++++ Material for the task ++++

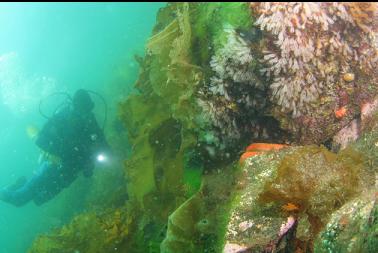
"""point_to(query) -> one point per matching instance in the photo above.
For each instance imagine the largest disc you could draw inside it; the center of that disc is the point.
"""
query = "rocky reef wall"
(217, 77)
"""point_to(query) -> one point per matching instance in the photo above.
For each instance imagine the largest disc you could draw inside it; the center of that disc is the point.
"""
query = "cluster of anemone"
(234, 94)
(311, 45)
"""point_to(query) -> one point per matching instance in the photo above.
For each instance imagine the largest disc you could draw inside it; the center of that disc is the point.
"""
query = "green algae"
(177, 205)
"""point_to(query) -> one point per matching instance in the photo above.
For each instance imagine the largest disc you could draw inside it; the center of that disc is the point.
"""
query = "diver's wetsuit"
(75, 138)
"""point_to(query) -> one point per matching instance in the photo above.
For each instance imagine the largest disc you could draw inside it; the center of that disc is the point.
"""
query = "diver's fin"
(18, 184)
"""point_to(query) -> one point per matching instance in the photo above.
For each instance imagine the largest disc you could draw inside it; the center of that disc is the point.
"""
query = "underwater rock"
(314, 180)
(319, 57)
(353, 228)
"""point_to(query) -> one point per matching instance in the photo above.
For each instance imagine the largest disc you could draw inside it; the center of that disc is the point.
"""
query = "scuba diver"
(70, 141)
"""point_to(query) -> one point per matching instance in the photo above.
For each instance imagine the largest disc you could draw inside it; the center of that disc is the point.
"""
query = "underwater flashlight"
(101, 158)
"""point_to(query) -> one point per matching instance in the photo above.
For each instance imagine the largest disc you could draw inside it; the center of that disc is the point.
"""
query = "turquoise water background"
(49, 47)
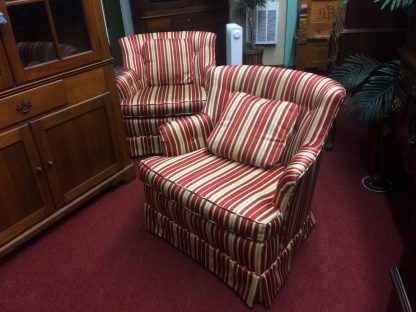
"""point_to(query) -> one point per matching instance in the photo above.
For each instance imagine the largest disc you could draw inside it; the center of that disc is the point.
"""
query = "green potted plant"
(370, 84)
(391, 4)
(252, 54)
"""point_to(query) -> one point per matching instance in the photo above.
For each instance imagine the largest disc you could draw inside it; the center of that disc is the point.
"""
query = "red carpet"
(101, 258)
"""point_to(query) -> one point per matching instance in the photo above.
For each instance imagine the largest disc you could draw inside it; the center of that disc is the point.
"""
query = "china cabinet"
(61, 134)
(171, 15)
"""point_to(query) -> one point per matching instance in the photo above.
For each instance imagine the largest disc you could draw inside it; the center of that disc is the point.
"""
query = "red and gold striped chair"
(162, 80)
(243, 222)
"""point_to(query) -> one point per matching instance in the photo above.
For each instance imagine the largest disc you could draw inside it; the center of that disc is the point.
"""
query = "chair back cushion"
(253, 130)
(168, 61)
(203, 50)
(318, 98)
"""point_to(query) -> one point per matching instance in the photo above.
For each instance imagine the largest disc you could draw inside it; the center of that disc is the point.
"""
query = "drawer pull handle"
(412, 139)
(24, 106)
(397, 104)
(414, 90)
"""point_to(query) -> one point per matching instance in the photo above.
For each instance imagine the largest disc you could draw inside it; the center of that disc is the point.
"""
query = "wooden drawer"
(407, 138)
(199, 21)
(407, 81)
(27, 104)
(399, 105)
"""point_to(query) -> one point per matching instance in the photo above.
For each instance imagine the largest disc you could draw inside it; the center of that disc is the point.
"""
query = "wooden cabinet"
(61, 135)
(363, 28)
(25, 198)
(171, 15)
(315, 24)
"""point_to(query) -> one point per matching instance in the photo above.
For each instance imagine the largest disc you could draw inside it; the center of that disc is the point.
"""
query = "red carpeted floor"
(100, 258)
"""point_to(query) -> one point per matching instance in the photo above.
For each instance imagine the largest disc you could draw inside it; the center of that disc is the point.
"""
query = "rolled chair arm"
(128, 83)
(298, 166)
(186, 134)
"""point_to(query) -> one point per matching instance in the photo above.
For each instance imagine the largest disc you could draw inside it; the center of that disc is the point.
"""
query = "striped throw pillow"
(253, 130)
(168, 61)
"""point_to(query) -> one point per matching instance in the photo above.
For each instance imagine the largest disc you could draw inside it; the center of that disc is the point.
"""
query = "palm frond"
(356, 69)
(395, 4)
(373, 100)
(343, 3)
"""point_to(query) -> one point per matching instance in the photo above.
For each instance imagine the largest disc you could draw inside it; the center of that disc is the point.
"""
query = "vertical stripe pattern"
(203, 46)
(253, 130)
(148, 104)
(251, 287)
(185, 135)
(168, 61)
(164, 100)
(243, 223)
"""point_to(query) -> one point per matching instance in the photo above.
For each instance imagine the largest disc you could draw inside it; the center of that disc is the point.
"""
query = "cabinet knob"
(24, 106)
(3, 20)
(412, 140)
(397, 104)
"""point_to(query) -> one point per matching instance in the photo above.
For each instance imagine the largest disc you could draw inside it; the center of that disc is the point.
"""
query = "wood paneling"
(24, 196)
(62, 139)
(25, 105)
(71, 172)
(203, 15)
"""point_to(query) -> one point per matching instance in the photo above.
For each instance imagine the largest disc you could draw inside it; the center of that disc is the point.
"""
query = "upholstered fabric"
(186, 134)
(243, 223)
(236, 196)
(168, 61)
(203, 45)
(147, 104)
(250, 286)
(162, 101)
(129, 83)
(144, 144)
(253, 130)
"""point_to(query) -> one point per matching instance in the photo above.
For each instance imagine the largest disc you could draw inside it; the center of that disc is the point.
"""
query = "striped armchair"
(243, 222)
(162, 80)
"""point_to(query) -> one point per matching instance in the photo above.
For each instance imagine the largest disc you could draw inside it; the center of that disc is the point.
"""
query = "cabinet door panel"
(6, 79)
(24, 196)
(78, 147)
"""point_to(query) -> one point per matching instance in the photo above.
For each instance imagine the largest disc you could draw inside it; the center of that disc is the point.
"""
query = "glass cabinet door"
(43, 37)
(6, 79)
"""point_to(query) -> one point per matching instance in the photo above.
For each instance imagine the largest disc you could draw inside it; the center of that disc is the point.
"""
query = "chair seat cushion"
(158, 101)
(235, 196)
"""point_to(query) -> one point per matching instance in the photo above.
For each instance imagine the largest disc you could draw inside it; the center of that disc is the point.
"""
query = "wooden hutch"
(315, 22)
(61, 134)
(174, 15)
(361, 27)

++++

From the entries above, output every line exactly and omit any image.

- _Response to this task_
"""point_to(query) -> one point per matching instance in the photo above.
For each instance imagine the largest disc you could draw inside it; the center of that disc is the point.
"""
query = "rocky reef wall"
(217, 77)
"""point_to(query) -> one point per matching instance in the photo above.
For each instance imagine the largest disc you could draw inside it; the center of that disc is the point.
"""
query = "cluster of anemone"
(234, 94)
(311, 45)
"""point_to(query) -> one point per matching instance in the photo above.
For each instance imagine the largest disc you could draw inside it; the center of that disc is the point.
"""
query = "green algae"
(177, 205)
"""point_to(query) -> one point per matching instance in the photo above.
For each instance imagine the largest disc you could draw inside it; the center of that disc is the point.
"""
query = "diver's wetsuit"
(75, 138)
"""point_to(query) -> one point per matching instance in the photo above.
For each instance imagine the largest disc you could draw inside it; the center of that disc is the point.
"""
query = "diver's fin"
(18, 184)
"""point_to(query) -> one point per matching instance in the photo above.
For each instance imagine the largest disc you could draw inside it; the center of that disc is the point.
"""
query = "underwater rock"
(314, 180)
(319, 57)
(353, 228)
"""point_to(query) -> one point per matching instance in the photo above.
For each instance imagine the largest disc you could draw inside it; the center of that disc is the point.
"""
query = "scuba diver"
(70, 141)
"""point_to(query) -> one point per matching instance in the photo above.
For each instance imagine the largest disc you could draw inside it; the center of that disc is the point.
"""
query = "underwater flashlight"
(101, 158)
"""point_to(query) -> one point per matching instance in the photo above.
For each instance imagine the largest disc you could draw inside it; the center of that disc is the point.
"""
query = "turquoise water background"
(49, 47)
"""point_to(query) -> one point per matching instance in the photo above.
For each instance imagine the largest disc you could draw inside it; the center of that disc is the point.
"""
query = "green potted plant"
(370, 84)
(391, 4)
(252, 54)
"""point_to(query) -> one point per matching instance in the photo above.
For each instance imagine the largest disc you could draw inside it; the center of that disc is the point.
"""
query = "red carpet"
(101, 258)
"""point_to(query) -> one point per matching instance in the photo above.
For each instance imagine the largest disc you could draw inside it; the center of that disc is the point.
"""
query = "china cabinet"
(61, 134)
(171, 15)
"""point_to(query) -> one point per matching instance in the photo above.
For each instance imagine the largest disc you could draw inside it; the center of that disc is the point.
"""
query = "red and gold striped chair"
(162, 80)
(243, 222)
"""point_to(query) -> one point per matching instance in the photo above.
For each instance imagine the largest disc you could draw inside it; the center of that disc is the point.
"""
query = "chair back cushion"
(253, 130)
(168, 61)
(203, 50)
(318, 98)
"""point_to(query) -> one point per matching instance in the photo above.
For each instance imagine the largest disc you could draw inside it; the center of that disc is the point.
"""
query = "drawer pull handle"
(412, 139)
(24, 106)
(397, 104)
(414, 90)
"""point_to(query) -> one point per matching instance in the photo above.
For each instance imagine the largest disc you could draw inside it; the center of that disc is the point.
"""
query = "wooden drawer"
(407, 138)
(199, 21)
(407, 81)
(27, 104)
(399, 105)
"""point_to(query) -> one point per matching instance in the photo above.
For each instance imagine the largest disc you could draw inside it; the center of that disc is the point.
"""
query = "wooden cabinet"
(61, 135)
(363, 28)
(25, 198)
(171, 15)
(315, 24)
"""point_to(query) -> one point per matching instance in the photo above.
For each instance imagine the largest disc you could draw inside it; the center of that disc is the point.
"""
query = "red carpeted floor"
(100, 258)
"""point_to(query) -> one point per matching instance in the photo above.
For each instance imagine the largest disc you could draw inside it; the center of that disc is the point.
"""
query = "rolled chair arm"
(128, 83)
(298, 166)
(186, 134)
"""point_to(query) -> one point per matching instance in the photo above.
For each instance imagine the largest disc you could draw inside it; the center of that disc is the point.
"""
query = "striped throw pillow"
(253, 130)
(168, 61)
"""point_to(query) -> one point per matching instance in the photo above.
For each instance imagine the largest disc you could draw inside it; the center of that disc is the point.
"""
query = "palm frond"
(356, 69)
(395, 4)
(373, 100)
(343, 3)
"""point_to(query) -> one point per matching instance in the photo above.
For each instance imagine the largest disc you could draw inside it; the center of that disc is the point.
"""
query = "vertical stripe pattern"
(203, 46)
(253, 130)
(148, 104)
(251, 287)
(185, 135)
(168, 61)
(164, 100)
(243, 223)
"""point_to(query) -> one point per matching instance in the photo above.
For each instance imagine the largest disc you could draw inside it; the center of that disc is the point.
"""
query = "cabinet knob"
(24, 106)
(3, 20)
(412, 140)
(397, 104)
"""point_to(query) -> one point per matching instance in the photo above.
For each instance imagine the largest disc you could draw inside it; the center of that disc is the point.
"""
query = "wood paneling"
(24, 196)
(62, 139)
(25, 105)
(71, 172)
(203, 15)
"""point_to(query) -> one point per matching instance in the photo above.
For each instance imagine the largest disc you could draw inside it; the center of that disc is the point.
"""
query = "upholstered fabric"
(186, 134)
(243, 223)
(236, 196)
(168, 61)
(203, 45)
(147, 104)
(250, 286)
(162, 101)
(129, 83)
(144, 144)
(253, 130)
"""point_to(query) -> one point per matching instance in the photo above.
For each instance imagine the largest disc you could draw inside it; the center of that disc is the point.
"""
query = "striped armchair"
(243, 222)
(162, 80)
"""point_to(query) -> one point per matching instance in the photo above.
For each instance imagine the largest disc you could draw inside it; the center of that disc is the point.
"""
query = "cabinet door panel"
(6, 79)
(24, 196)
(78, 147)
"""point_to(query) -> one point per matching instance in the photo above.
For each instance imagine the largest disc you could draw inside it; the center of that disc is the point.
"""
query = "glass cabinet door"
(43, 37)
(6, 79)
"""point_to(query) -> one point per matching instance in the photo above.
For each instance imagine the largest disc you could draw inside it; the center of that disc is the point.
"""
query = "chair seat cushion"
(158, 101)
(235, 196)
"""point_to(query) -> one point per matching instance in the photo above.
For each instance imagine the largest disc you could draw inside it; the center of that disc is the point.
"""
query = "wooden hutch"
(315, 22)
(61, 134)
(174, 15)
(361, 27)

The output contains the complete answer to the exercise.